Exercise objective => Copy out, exactly as written, only the line containing "In the photograph above, where can the river" and the lines after it through the end of the records.

(Dataset items)
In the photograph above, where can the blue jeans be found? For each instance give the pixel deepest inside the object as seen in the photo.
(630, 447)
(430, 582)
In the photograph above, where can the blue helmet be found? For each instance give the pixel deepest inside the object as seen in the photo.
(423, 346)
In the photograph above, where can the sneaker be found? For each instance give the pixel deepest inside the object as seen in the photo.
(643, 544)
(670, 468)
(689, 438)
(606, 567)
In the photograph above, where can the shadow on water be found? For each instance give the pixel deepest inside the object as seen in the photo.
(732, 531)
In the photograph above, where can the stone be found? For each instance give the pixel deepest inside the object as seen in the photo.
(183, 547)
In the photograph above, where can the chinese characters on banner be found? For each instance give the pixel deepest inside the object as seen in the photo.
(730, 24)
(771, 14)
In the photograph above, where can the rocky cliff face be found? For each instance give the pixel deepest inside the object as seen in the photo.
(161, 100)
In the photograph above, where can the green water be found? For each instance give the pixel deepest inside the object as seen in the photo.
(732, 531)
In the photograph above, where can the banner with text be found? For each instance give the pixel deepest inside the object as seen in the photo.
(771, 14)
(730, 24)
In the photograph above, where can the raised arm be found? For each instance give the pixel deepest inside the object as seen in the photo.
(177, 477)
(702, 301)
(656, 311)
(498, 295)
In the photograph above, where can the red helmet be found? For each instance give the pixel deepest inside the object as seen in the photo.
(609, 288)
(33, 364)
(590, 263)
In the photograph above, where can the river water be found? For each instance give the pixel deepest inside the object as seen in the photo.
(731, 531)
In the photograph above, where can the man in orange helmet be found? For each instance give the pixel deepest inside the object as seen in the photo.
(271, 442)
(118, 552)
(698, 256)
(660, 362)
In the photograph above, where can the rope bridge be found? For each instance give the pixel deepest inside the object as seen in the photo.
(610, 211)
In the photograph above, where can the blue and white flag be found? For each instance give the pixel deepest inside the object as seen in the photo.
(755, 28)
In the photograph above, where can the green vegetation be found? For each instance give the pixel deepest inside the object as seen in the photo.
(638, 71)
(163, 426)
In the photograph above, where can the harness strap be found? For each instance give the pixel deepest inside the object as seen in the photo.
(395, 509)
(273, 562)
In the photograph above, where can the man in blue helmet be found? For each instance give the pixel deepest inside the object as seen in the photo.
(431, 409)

The response =>
In the photograph above, where can the river water be found? For each instance give the pixel deepest inside the object as seen in the photo.
(731, 531)
In the photograph above, where can the man in orange helmet be found? For each instance give the pixel deepest inside the object as seen in the photo.
(271, 442)
(118, 552)
(698, 256)
(660, 362)
In the photograph above, where can the rope bridge be found? For each instance give the pixel deepest inside the object as seen in the photo.
(610, 211)
In the photograph above, where can the blue and white flag be found? For each instance give the pixel deepest inside the object as seen in the photo.
(755, 28)
In the photograph above, where can the green vegetation be found? For each instance give the pixel deepest inside the object as seen in the photo.
(638, 71)
(163, 426)
In the photograph above, where can the harness strap be found? For each instance give the pixel deepest inside the object as seen in the photo.
(395, 509)
(273, 562)
In the photograph above, where can the man in blue helmet be found? For each instance give the pixel deepest inside the object as seen in the photo.
(431, 409)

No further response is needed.